<<<<

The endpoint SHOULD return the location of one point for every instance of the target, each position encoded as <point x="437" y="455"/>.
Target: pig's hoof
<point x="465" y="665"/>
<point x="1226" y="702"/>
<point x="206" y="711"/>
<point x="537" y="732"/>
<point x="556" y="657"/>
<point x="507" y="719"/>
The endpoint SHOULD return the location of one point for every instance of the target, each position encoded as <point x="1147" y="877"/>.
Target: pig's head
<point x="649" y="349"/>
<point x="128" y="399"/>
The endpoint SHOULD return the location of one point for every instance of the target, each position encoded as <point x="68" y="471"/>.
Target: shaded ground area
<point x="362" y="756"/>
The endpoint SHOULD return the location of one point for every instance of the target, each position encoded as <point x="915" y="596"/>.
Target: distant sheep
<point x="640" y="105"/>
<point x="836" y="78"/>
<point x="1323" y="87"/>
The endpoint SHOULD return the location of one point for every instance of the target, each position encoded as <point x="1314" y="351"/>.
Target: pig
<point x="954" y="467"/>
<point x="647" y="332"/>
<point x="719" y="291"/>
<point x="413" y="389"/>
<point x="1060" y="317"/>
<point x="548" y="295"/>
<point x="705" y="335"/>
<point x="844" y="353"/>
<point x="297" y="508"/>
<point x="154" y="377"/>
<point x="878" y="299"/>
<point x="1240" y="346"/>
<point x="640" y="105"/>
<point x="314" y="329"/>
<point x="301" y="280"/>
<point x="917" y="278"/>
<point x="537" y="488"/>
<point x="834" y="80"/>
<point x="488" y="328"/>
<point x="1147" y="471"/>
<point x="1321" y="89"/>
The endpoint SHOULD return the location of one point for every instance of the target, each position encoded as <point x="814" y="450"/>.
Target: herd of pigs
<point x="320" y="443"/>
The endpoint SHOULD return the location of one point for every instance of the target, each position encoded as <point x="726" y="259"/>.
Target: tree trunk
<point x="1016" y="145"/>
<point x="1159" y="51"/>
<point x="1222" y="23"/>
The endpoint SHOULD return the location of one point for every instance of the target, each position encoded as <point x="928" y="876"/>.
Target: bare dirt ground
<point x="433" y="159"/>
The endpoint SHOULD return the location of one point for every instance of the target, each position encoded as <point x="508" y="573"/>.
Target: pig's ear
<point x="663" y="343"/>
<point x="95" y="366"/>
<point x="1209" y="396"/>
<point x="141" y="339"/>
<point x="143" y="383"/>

>>>>

> **Aim of the exercise**: Give back the whole listing, word for word.

> **Task response**:
The endpoint SHOULD return the location of one point for every instance of the target, each position encoded as <point x="437" y="455"/>.
Target: pig's hoof
<point x="465" y="665"/>
<point x="1226" y="702"/>
<point x="206" y="711"/>
<point x="537" y="732"/>
<point x="556" y="657"/>
<point x="507" y="719"/>
The endpoint SHOULD return the location of one point for every instance of the target, each position encoded as <point x="1147" y="877"/>.
Target: pig's head
<point x="649" y="349"/>
<point x="128" y="399"/>
The endpoint SHOULD return the location of one point for every instance of the target, each position encoded as <point x="68" y="471"/>.
Target: shaded ground area
<point x="362" y="756"/>
The endpoint SHOULD return the location of one point for every instance of the target, each position encoded as <point x="915" y="596"/>.
Target: distant sheep
<point x="640" y="105"/>
<point x="836" y="78"/>
<point x="1323" y="87"/>
The endpoint SHOULD return the location of one point for every instance of the target, each position encoded as <point x="1314" y="351"/>.
Target: pig
<point x="954" y="467"/>
<point x="647" y="332"/>
<point x="719" y="291"/>
<point x="413" y="389"/>
<point x="1060" y="317"/>
<point x="548" y="295"/>
<point x="705" y="335"/>
<point x="844" y="353"/>
<point x="297" y="508"/>
<point x="154" y="377"/>
<point x="878" y="299"/>
<point x="1240" y="346"/>
<point x="640" y="105"/>
<point x="314" y="329"/>
<point x="301" y="280"/>
<point x="917" y="278"/>
<point x="537" y="488"/>
<point x="834" y="80"/>
<point x="488" y="328"/>
<point x="1147" y="471"/>
<point x="1321" y="89"/>
The endpoint SHOULD return the location of one point for every instance of the target, each position encoded as <point x="814" y="450"/>.
Target: herd of pigs
<point x="320" y="443"/>
The endpoint SHOULD return the location of one point for every instance of the target, each position encoded as <point x="726" y="259"/>.
Target: tree trunk
<point x="1016" y="145"/>
<point x="1159" y="51"/>
<point x="1222" y="23"/>
The endpoint SHOULD return the location of one point for every instance of the target, each position encoded as <point x="928" y="876"/>.
Target: bare dirt ground
<point x="433" y="159"/>
The endpoint SHOULD return the location of one point for every instance of the target, each position encoded as <point x="508" y="573"/>.
Target: pig's ear
<point x="663" y="343"/>
<point x="95" y="366"/>
<point x="1209" y="396"/>
<point x="141" y="339"/>
<point x="143" y="383"/>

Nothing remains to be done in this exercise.